**Exercise**: Arrange the listing below as a two-column CSV with the headers instruction and points, giving one row per instruction: its full text in the first quoted field and its answer in the second, with line breaks replaced by spaces. Omit the pictures.

(Entries from a point annotation set)
────────────────────────────────────────
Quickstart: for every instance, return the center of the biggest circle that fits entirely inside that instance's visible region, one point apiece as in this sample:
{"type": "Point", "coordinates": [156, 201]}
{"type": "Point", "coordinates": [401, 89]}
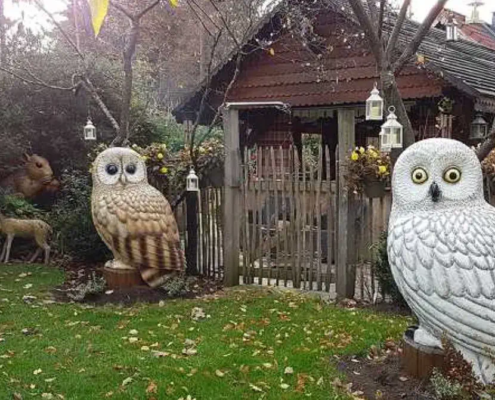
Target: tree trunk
{"type": "Point", "coordinates": [129, 51]}
{"type": "Point", "coordinates": [393, 98]}
{"type": "Point", "coordinates": [3, 44]}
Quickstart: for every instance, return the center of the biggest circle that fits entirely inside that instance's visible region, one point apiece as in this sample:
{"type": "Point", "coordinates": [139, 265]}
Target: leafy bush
{"type": "Point", "coordinates": [95, 285]}
{"type": "Point", "coordinates": [383, 272]}
{"type": "Point", "coordinates": [72, 222]}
────────────────────────────────────────
**Solution to the problem**:
instruction,points
"Quickstart: for every instance, return the center of the biggest circle that fits entirely inside that instance's visible region, one point apiece as in this sample: {""type"": ""Point"", ""coordinates"": [156, 201]} {""type"": ""Point"", ""coordinates"": [401, 89]} Target: tree trunk","{""type"": ""Point"", ""coordinates"": [129, 51]} {""type"": ""Point"", ""coordinates"": [393, 98]} {""type"": ""Point"", ""coordinates"": [3, 44]}"
"Quickstart: for every instance, return the center of the biggest circle that fits entirely inside that instance's visible region, one point apiece as in this sample: {""type"": ""Point"", ""coordinates"": [139, 265]} Target: leafy bush","{""type"": ""Point"", ""coordinates"": [95, 285]} {""type"": ""Point"", ""coordinates"": [383, 272]} {""type"": ""Point"", ""coordinates"": [72, 222]}"